** Job **
Please report each line of the material below that contains the string "butterfly", copying every such line in full.

** Records **
——————
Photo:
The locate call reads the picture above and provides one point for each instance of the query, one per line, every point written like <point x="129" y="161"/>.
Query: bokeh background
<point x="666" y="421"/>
——————
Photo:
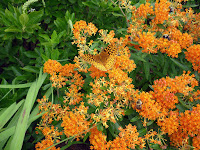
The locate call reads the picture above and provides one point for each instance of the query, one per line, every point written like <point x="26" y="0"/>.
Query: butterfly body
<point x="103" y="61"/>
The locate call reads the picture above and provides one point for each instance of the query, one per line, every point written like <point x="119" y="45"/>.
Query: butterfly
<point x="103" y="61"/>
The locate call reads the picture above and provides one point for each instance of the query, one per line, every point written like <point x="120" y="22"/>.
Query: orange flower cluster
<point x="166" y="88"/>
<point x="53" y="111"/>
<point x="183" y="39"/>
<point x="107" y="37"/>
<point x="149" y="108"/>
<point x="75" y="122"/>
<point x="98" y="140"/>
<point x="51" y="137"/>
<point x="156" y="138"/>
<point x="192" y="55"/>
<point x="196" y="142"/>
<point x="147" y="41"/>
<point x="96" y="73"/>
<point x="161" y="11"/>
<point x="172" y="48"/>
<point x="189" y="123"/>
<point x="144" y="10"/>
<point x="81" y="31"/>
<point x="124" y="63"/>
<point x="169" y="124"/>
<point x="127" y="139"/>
——————
** Correct result **
Query: butterfly body
Query: butterfly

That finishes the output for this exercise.